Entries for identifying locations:
** begin **
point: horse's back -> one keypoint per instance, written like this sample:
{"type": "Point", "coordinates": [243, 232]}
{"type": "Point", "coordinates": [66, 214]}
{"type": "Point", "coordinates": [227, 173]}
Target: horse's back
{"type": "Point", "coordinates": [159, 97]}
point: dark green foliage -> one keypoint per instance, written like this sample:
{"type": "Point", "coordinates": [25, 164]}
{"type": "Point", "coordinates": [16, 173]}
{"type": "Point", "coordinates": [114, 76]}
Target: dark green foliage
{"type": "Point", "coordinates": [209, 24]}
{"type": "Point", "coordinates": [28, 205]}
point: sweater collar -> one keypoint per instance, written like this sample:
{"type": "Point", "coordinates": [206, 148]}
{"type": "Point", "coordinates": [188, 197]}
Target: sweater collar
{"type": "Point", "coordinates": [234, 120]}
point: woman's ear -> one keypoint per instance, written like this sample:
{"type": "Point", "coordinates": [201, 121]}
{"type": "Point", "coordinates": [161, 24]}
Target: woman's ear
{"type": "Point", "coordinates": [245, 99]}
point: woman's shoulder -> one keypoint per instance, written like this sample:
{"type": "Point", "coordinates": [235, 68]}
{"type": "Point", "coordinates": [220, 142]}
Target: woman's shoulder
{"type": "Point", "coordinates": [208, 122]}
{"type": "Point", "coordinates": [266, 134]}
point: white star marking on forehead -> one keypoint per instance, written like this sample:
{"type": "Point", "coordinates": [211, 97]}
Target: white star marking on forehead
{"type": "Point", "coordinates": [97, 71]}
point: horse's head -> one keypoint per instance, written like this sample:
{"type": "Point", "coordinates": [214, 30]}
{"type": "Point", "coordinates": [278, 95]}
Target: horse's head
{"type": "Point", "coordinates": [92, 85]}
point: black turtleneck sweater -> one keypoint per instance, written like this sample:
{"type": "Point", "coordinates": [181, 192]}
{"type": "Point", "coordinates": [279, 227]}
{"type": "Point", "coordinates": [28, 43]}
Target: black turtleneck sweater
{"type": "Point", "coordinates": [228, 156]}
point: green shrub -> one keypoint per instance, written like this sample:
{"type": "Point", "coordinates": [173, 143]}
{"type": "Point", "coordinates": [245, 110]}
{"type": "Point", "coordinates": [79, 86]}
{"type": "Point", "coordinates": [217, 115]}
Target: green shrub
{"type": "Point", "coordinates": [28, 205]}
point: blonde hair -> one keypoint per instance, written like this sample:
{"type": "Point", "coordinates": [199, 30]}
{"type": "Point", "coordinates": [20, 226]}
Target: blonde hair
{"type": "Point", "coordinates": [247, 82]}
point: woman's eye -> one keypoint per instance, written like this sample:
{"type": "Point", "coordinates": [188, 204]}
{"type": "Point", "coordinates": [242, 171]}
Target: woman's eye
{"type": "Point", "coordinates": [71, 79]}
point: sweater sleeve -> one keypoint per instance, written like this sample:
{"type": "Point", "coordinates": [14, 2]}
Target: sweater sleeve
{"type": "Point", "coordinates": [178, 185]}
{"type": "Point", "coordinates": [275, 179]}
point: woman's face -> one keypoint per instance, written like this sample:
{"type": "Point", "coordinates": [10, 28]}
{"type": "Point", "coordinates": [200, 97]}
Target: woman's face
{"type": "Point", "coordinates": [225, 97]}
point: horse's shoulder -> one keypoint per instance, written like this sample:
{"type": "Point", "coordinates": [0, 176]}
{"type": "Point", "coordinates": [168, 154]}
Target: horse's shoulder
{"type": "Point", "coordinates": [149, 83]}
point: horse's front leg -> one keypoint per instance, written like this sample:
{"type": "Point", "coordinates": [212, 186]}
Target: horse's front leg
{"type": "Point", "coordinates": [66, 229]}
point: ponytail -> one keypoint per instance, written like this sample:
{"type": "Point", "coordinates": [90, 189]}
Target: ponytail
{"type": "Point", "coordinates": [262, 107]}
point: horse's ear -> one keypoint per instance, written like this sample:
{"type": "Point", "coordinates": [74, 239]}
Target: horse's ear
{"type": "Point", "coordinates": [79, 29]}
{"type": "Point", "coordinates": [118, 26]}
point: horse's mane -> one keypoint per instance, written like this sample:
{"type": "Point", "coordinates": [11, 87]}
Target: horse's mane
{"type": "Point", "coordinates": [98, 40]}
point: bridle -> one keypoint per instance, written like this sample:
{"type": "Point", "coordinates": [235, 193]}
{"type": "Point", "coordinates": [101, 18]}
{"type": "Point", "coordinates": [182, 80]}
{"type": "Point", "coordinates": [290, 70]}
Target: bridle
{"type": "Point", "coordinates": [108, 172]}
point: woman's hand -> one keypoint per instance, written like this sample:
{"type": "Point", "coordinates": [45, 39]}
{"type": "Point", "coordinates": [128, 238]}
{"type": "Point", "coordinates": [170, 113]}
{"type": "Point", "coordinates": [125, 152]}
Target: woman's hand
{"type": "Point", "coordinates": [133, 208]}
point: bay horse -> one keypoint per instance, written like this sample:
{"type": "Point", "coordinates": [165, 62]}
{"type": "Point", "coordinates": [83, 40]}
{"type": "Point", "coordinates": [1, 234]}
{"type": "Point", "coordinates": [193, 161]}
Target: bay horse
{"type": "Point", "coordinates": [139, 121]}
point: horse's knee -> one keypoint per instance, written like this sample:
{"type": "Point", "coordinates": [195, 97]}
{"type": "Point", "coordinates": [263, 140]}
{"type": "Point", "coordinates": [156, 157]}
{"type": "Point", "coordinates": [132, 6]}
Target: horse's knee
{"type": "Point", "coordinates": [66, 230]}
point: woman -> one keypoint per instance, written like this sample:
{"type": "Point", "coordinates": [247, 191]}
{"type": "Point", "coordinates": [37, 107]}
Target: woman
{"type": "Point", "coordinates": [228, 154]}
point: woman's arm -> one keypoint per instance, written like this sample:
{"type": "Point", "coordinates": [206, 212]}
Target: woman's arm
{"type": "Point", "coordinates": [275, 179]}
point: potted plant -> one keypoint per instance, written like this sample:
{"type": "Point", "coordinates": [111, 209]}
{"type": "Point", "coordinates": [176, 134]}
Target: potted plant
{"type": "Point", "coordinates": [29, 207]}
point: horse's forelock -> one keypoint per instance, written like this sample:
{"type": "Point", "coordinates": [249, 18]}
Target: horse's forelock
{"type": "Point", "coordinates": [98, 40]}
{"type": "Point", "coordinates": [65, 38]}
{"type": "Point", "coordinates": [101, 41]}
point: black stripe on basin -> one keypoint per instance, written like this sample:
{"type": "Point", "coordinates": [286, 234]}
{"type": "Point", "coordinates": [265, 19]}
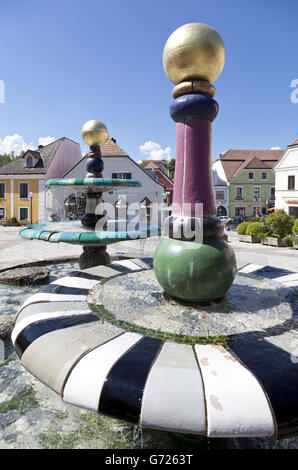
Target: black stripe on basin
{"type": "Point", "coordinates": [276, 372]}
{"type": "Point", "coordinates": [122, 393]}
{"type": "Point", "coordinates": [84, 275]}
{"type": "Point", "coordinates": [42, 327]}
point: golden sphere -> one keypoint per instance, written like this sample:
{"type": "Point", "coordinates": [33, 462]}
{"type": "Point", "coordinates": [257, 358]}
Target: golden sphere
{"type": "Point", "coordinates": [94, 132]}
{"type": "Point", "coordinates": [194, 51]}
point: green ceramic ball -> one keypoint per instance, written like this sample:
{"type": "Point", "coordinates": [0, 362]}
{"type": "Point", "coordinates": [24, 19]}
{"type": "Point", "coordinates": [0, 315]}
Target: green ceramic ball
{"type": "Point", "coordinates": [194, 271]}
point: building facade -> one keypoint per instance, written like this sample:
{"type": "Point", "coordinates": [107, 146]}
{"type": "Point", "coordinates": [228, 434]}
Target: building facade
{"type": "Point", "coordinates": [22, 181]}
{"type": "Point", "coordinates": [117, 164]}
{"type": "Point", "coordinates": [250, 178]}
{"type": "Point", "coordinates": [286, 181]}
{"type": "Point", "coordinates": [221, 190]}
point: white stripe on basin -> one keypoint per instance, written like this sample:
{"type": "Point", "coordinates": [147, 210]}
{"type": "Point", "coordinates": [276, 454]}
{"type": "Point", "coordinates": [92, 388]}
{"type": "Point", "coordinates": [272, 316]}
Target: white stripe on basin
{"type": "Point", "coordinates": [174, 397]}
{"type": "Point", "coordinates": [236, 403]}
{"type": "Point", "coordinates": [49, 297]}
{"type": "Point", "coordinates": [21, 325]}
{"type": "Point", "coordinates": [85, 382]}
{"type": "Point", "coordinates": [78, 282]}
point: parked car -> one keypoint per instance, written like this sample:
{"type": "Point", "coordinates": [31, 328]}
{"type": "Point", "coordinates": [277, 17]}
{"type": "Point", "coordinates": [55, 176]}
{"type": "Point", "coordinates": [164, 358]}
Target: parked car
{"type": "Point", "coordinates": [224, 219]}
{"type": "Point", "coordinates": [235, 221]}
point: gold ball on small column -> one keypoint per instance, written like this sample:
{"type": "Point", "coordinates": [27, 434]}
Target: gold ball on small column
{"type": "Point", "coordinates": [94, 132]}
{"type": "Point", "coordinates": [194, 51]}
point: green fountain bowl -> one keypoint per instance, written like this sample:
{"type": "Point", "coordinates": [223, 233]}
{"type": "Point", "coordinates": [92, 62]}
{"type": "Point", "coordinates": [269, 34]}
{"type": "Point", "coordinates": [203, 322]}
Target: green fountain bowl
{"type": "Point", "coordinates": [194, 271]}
** end **
** begin **
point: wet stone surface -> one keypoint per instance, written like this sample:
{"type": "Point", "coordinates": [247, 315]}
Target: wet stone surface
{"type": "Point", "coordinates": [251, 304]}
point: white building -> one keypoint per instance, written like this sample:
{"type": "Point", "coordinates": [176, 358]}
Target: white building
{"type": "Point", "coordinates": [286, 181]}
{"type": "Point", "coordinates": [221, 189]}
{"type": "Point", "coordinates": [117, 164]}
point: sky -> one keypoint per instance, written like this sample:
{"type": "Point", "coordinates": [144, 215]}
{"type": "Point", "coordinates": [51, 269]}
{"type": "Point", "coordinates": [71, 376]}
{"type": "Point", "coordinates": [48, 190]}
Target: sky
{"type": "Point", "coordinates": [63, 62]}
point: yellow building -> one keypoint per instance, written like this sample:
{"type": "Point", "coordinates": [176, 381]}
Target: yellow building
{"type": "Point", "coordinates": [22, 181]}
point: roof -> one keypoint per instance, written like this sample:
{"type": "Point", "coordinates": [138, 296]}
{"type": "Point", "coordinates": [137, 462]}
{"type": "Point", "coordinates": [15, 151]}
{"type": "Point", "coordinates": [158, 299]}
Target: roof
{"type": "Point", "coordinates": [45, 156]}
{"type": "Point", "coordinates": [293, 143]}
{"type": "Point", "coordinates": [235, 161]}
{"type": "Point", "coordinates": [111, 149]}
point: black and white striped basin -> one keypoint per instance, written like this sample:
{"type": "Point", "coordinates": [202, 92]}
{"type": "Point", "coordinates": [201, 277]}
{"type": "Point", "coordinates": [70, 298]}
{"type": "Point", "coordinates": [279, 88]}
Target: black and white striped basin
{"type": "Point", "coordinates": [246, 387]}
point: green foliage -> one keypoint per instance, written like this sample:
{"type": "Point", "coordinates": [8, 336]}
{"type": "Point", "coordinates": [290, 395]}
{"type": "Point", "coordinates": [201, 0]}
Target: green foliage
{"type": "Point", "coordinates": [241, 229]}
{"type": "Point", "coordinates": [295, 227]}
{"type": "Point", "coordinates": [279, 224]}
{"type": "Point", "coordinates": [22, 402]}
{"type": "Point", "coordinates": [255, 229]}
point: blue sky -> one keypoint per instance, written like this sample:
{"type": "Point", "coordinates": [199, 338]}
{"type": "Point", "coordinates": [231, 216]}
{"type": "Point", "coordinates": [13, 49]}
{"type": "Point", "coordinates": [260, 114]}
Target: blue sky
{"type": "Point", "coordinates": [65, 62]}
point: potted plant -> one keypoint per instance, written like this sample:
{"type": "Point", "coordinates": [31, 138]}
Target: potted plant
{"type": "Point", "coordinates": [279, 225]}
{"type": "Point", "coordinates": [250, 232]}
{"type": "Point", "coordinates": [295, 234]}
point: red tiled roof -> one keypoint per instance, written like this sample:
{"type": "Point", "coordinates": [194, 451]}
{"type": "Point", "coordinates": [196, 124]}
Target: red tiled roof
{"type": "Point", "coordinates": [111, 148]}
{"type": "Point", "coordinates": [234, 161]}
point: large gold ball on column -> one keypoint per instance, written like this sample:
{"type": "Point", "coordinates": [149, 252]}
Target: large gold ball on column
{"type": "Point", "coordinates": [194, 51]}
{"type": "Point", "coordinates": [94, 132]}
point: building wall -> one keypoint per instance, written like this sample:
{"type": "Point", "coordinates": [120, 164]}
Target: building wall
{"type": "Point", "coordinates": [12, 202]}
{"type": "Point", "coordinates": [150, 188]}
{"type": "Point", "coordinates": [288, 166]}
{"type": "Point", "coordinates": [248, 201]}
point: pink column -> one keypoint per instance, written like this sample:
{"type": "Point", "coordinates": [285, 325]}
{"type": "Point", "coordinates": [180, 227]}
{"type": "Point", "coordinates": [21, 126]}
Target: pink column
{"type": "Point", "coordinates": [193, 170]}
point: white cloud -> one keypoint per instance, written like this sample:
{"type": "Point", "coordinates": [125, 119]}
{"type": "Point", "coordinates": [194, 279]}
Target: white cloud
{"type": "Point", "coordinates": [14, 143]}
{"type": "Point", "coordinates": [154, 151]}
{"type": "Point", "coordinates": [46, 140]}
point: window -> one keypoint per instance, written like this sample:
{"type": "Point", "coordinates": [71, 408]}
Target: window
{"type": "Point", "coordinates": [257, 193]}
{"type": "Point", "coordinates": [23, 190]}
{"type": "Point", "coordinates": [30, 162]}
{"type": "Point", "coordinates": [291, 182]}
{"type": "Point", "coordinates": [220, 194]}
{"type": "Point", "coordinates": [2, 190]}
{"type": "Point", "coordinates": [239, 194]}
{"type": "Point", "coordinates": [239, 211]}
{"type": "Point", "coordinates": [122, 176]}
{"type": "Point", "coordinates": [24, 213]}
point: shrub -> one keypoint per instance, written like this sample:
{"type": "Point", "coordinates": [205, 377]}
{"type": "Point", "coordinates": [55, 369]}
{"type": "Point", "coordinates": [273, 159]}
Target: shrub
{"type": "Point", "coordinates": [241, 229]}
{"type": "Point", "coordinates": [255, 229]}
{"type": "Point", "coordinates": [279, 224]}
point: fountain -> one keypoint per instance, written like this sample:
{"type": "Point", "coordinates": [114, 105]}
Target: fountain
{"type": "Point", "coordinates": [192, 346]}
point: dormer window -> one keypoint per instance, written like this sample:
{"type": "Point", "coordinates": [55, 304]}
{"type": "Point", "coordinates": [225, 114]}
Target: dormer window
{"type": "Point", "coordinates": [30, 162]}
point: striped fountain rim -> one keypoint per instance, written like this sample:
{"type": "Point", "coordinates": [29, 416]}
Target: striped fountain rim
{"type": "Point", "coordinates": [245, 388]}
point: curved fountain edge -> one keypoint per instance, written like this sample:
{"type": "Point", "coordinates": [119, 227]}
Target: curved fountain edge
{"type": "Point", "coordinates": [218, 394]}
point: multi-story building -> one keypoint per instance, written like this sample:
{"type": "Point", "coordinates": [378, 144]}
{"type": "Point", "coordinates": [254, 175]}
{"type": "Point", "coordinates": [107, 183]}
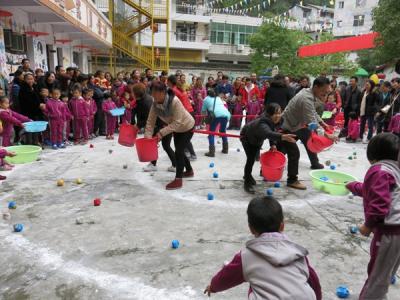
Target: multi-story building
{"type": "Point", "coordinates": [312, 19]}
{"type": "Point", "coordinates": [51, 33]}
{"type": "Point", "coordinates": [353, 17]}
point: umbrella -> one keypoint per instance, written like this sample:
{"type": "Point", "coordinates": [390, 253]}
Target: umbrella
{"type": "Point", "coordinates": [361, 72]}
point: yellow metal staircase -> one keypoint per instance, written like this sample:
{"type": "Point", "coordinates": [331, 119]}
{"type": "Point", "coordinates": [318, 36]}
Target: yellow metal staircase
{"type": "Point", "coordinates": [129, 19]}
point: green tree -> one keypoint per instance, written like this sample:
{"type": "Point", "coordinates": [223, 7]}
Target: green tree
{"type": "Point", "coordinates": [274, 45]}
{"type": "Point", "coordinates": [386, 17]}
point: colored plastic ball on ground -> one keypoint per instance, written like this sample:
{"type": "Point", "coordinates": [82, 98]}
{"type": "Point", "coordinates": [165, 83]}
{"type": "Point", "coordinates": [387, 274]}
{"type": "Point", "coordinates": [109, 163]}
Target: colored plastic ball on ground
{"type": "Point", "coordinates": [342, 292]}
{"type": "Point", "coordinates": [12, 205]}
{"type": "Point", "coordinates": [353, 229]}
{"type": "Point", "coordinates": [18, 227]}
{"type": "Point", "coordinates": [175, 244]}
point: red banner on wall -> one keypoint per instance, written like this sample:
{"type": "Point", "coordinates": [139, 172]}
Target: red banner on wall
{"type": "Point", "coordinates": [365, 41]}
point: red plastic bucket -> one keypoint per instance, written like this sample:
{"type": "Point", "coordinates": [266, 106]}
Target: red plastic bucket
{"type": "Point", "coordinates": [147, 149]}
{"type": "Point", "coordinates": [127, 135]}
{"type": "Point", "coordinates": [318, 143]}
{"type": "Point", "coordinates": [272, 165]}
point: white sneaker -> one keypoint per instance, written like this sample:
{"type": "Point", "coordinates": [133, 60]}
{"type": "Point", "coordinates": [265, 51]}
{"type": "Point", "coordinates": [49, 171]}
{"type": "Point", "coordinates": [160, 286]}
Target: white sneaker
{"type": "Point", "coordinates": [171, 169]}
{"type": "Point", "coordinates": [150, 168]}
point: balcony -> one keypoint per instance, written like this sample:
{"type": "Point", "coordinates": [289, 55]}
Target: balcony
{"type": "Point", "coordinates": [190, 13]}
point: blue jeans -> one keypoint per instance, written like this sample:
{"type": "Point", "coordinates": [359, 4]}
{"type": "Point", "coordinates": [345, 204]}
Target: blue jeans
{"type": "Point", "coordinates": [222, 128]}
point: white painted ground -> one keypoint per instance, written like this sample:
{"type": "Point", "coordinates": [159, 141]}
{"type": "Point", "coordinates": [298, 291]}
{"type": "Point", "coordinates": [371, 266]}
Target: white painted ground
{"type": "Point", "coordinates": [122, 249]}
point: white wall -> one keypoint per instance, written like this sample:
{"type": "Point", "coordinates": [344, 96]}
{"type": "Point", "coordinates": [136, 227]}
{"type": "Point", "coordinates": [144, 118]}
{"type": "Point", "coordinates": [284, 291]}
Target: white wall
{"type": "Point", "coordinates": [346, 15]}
** end **
** begin **
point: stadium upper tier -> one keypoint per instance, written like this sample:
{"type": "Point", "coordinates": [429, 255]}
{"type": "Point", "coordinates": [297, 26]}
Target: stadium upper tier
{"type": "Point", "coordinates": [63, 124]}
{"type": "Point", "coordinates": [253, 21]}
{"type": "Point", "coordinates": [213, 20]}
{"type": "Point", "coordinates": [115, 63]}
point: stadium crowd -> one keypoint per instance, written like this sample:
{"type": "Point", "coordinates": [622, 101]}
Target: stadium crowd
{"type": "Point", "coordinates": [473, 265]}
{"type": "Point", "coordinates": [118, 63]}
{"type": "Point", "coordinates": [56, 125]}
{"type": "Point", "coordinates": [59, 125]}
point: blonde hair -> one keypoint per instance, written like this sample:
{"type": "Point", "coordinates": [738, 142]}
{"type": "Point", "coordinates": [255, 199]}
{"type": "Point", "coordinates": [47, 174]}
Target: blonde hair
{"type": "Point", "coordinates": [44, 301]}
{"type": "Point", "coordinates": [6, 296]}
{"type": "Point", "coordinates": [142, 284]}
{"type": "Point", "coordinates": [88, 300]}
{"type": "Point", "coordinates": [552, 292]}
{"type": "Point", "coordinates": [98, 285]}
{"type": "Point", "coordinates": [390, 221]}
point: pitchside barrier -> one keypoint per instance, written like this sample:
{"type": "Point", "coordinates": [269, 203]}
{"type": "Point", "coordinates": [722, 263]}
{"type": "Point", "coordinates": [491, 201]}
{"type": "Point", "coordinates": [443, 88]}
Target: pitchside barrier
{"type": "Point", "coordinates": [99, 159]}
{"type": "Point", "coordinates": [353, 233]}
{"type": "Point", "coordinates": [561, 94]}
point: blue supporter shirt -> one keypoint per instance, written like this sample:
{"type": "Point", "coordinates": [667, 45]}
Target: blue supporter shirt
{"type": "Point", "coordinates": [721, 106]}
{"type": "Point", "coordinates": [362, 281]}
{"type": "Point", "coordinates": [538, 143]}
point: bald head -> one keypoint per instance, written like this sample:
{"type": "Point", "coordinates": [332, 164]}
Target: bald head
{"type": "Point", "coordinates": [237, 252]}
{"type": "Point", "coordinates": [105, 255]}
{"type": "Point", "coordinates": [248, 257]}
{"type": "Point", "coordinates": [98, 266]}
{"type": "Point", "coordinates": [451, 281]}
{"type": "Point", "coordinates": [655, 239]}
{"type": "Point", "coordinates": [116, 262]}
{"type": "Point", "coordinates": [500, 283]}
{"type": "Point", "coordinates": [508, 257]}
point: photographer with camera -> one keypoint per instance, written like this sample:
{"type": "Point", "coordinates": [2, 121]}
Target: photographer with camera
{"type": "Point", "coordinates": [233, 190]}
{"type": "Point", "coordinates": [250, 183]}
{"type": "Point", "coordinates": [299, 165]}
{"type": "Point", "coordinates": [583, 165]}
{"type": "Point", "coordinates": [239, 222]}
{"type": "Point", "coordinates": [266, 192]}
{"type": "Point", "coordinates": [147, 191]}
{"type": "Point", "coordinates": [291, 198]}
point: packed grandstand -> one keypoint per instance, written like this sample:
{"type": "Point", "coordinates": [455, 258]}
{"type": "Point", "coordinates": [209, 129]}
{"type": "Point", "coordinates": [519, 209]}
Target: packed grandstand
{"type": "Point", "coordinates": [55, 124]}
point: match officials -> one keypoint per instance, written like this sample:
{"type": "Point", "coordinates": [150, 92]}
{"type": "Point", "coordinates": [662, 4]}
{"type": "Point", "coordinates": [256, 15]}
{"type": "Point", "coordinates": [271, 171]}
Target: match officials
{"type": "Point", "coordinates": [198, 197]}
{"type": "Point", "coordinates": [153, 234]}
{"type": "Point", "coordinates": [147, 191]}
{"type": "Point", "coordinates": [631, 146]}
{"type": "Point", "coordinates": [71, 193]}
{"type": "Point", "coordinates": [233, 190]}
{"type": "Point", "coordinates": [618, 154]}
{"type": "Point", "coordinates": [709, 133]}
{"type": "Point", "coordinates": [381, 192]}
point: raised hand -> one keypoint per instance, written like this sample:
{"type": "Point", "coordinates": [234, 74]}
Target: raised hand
** end **
§ Exercise details: Find each line above that contains the word "black", then copy those lines.

§ Answer for this exercise:
point: black turtleneck sweater -> one keypoint per instance, written like this sample:
Target: black turtleneck sweater
point: black stripe on basin -> one keypoint per instance, written like this sample:
Target: black stripe on basin
point: black and white striped basin -> one keypoint per instance, written like this sample:
Target: black and white striped basin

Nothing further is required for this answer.